* _SET TASK_: Beneath this sentence is a set of records; write each of them out exactly.

* _DATA SHOWN_:
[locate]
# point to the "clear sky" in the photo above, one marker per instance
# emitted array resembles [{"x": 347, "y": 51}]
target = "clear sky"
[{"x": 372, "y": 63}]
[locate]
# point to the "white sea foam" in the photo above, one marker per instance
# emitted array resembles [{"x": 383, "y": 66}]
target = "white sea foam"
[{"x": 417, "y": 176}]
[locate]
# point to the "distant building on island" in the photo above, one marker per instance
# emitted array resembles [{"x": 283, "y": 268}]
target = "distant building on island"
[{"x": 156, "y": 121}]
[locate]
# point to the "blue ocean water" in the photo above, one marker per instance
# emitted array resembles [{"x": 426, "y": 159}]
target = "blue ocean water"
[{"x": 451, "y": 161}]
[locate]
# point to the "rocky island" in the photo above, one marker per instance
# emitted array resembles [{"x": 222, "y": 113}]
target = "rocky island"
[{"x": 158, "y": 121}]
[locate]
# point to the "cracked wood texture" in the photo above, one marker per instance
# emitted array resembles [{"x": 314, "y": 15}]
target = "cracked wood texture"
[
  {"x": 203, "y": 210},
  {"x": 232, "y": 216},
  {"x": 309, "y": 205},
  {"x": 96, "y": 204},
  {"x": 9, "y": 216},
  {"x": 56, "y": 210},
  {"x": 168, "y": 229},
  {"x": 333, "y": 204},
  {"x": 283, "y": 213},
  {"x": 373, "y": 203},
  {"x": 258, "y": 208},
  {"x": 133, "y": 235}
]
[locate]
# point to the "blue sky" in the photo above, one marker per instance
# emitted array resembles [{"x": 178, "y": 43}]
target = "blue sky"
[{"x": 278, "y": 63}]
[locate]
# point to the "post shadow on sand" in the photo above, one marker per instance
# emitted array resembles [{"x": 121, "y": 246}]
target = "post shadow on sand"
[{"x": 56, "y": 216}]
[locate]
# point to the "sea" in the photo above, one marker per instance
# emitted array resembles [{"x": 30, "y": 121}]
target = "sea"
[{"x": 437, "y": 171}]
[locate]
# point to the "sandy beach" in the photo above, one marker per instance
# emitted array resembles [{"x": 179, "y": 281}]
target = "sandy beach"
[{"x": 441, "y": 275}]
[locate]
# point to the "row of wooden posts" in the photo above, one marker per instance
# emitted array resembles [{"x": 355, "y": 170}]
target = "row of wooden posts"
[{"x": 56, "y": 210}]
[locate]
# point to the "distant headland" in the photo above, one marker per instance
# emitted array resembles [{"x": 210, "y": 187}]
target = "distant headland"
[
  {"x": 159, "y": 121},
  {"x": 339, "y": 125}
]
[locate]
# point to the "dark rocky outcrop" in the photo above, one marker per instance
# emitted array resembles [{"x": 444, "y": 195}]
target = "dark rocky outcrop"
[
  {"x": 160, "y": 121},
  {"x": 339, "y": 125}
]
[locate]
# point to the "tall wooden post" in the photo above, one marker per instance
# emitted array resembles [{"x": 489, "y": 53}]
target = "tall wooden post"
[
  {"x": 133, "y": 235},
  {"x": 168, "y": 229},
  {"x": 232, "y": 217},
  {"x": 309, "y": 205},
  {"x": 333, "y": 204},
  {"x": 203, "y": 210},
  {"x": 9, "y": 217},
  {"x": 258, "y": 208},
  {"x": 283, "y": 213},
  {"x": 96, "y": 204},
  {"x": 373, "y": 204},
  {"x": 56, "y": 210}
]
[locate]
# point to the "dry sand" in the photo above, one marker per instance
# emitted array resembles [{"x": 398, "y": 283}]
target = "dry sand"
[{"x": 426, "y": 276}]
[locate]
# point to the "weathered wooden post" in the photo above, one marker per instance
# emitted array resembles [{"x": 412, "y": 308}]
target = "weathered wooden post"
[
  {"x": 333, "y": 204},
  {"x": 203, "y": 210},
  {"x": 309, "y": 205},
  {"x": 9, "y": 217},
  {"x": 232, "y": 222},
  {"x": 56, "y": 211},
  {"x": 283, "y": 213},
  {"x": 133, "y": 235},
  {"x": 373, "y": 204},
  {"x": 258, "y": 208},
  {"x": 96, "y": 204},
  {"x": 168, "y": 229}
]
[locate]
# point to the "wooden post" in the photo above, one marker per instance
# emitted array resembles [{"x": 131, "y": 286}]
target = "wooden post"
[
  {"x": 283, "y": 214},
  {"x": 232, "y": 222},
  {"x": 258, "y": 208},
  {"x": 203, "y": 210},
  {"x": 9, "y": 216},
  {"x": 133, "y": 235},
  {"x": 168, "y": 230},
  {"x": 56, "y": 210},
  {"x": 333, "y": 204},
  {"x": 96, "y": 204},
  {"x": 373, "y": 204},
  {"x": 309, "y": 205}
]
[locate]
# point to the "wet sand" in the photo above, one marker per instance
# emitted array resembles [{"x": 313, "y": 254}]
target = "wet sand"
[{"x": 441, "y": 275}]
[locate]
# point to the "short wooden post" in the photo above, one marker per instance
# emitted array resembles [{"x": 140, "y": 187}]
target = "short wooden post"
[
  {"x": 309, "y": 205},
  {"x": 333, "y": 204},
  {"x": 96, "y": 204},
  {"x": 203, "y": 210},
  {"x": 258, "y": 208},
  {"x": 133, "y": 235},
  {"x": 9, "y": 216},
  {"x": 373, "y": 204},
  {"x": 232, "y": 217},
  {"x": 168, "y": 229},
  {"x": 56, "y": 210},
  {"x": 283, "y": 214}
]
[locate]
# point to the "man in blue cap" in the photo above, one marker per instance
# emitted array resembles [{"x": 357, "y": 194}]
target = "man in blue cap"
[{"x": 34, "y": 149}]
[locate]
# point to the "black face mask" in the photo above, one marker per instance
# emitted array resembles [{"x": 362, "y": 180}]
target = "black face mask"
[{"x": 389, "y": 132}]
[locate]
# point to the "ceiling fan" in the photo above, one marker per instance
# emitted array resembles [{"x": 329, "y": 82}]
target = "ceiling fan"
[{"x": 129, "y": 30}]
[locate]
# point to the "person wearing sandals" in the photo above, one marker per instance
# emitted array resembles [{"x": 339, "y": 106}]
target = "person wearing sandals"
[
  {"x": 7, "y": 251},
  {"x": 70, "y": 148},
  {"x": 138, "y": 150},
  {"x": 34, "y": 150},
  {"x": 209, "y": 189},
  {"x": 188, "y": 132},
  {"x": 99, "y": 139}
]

* _ANSWER TO THE PROBLEM_:
[locate]
# point to the "clear sky" in the photo above, one marker per instance
# emitted array resembles [{"x": 347, "y": 51}]
target = "clear sky"
[{"x": 372, "y": 63}]
[locate]
# point to the "white sea foam" in the photo above, one marker per instance
# emitted array resembles [{"x": 383, "y": 66}]
target = "white sea foam"
[{"x": 417, "y": 176}]
[locate]
# point to the "distant building on island" in the photo above, one marker per instance
# emitted array resembles [{"x": 283, "y": 268}]
target = "distant building on island"
[{"x": 156, "y": 121}]
[locate]
# point to the "blue ocean water" in the photo above, one marker per instance
# emitted array resembles [{"x": 426, "y": 159}]
target = "blue ocean water"
[{"x": 451, "y": 161}]
[locate]
# point to the "rocky island" in the photo above, one marker per instance
# emitted array resembles [{"x": 222, "y": 113}]
target = "rocky island"
[{"x": 158, "y": 121}]
[locate]
# point to the "cracked wood texture" in the photo above, one marker per instance
# emitted array resembles [{"x": 314, "y": 15}]
target = "cracked wood texture"
[
  {"x": 203, "y": 210},
  {"x": 232, "y": 216},
  {"x": 309, "y": 205},
  {"x": 96, "y": 204},
  {"x": 9, "y": 216},
  {"x": 56, "y": 210},
  {"x": 168, "y": 229},
  {"x": 333, "y": 204},
  {"x": 283, "y": 213},
  {"x": 373, "y": 203},
  {"x": 258, "y": 208},
  {"x": 133, "y": 235}
]
[locate]
# point to the "blue sky" in the photo above, one marker per instance
# emitted array resembles [{"x": 178, "y": 43}]
target = "blue sky"
[{"x": 278, "y": 63}]
[locate]
# point to the "post shadow on sand" in the photo above, one marker per instance
# emitted array resembles [{"x": 121, "y": 246}]
target = "post shadow on sand"
[{"x": 56, "y": 216}]
[locate]
# point to the "sea" in the photo above, one marker per instance
# emitted array resembles [{"x": 30, "y": 121}]
target = "sea"
[{"x": 437, "y": 171}]
[locate]
# point to the "sandy beach" in the photo above, one marker per instance
# emitted array resembles [{"x": 179, "y": 281}]
target = "sandy beach"
[{"x": 441, "y": 275}]
[locate]
# point to the "row of wooden posts" in the photo above, one marker per instance
# emitted array resembles [{"x": 355, "y": 170}]
target = "row of wooden posts"
[{"x": 56, "y": 210}]
[locate]
# point to the "distant headland" in the photo above, one marker per instance
# emitted array resembles [{"x": 210, "y": 187}]
target = "distant headland"
[
  {"x": 159, "y": 121},
  {"x": 339, "y": 125}
]
[locate]
# point to the "dark rocky outcrop" in the photo above, one marker per instance
# emitted array resembles [{"x": 444, "y": 195}]
target = "dark rocky outcrop"
[
  {"x": 160, "y": 121},
  {"x": 339, "y": 125}
]
[locate]
# point to the "tall wooden post" in the photo above, one marker per instance
# emitted array resembles [{"x": 489, "y": 53}]
target = "tall wooden post"
[
  {"x": 133, "y": 235},
  {"x": 168, "y": 229},
  {"x": 232, "y": 217},
  {"x": 309, "y": 205},
  {"x": 333, "y": 204},
  {"x": 203, "y": 210},
  {"x": 9, "y": 217},
  {"x": 258, "y": 208},
  {"x": 283, "y": 213},
  {"x": 96, "y": 204},
  {"x": 373, "y": 204},
  {"x": 56, "y": 210}
]
[locate]
# point to the "dry sand" in the photo above, one marker per instance
# emitted array resembles [{"x": 398, "y": 283}]
target = "dry sand"
[{"x": 426, "y": 276}]
[locate]
# point to the "weathered wooden post" in the photo above, one marker per instance
# emitted array resembles [{"x": 412, "y": 308}]
target = "weathered wooden post"
[
  {"x": 333, "y": 204},
  {"x": 203, "y": 210},
  {"x": 309, "y": 205},
  {"x": 9, "y": 217},
  {"x": 232, "y": 222},
  {"x": 56, "y": 211},
  {"x": 283, "y": 213},
  {"x": 133, "y": 235},
  {"x": 373, "y": 204},
  {"x": 258, "y": 208},
  {"x": 96, "y": 204},
  {"x": 168, "y": 229}
]
[locate]
# point to the "wooden post" in the photo above, one marker per instance
# emitted array resembles [{"x": 131, "y": 286}]
target = "wooden post"
[
  {"x": 283, "y": 214},
  {"x": 232, "y": 222},
  {"x": 258, "y": 208},
  {"x": 203, "y": 210},
  {"x": 9, "y": 216},
  {"x": 133, "y": 235},
  {"x": 168, "y": 230},
  {"x": 56, "y": 210},
  {"x": 333, "y": 204},
  {"x": 96, "y": 204},
  {"x": 373, "y": 204},
  {"x": 309, "y": 205}
]
[locate]
# point to the "wet sand" in the photo above, one marker per instance
# emitted array resembles [{"x": 313, "y": 254}]
target = "wet sand"
[{"x": 441, "y": 275}]
[locate]
# point to the "short wooden post" in the photo above, one marker per instance
# emitted array resembles [{"x": 140, "y": 187}]
target = "short wooden post"
[
  {"x": 309, "y": 205},
  {"x": 333, "y": 204},
  {"x": 96, "y": 204},
  {"x": 203, "y": 210},
  {"x": 258, "y": 208},
  {"x": 133, "y": 235},
  {"x": 9, "y": 216},
  {"x": 373, "y": 204},
  {"x": 232, "y": 217},
  {"x": 168, "y": 229},
  {"x": 56, "y": 210},
  {"x": 283, "y": 214}
]
[locate]
# point to the "man in blue cap" in the photo above, one marker per instance
# emitted array resembles [{"x": 357, "y": 194}]
target = "man in blue cap"
[{"x": 34, "y": 149}]
[locate]
# point to the "black face mask" in the photo above, one marker per instance
# emitted array resembles [{"x": 362, "y": 180}]
target = "black face mask"
[{"x": 389, "y": 132}]
[locate]
# point to the "ceiling fan" in the photo above, one marker per instance
# emitted array resembles [{"x": 329, "y": 82}]
target = "ceiling fan"
[{"x": 129, "y": 30}]
[locate]
# point to the "person wearing sandals" in the photo above, one marker per instance
# emitted array resembles [{"x": 339, "y": 106}]
target = "person wearing sandals"
[
  {"x": 7, "y": 251},
  {"x": 70, "y": 148},
  {"x": 138, "y": 150},
  {"x": 34, "y": 150},
  {"x": 209, "y": 189},
  {"x": 188, "y": 132},
  {"x": 99, "y": 139}
]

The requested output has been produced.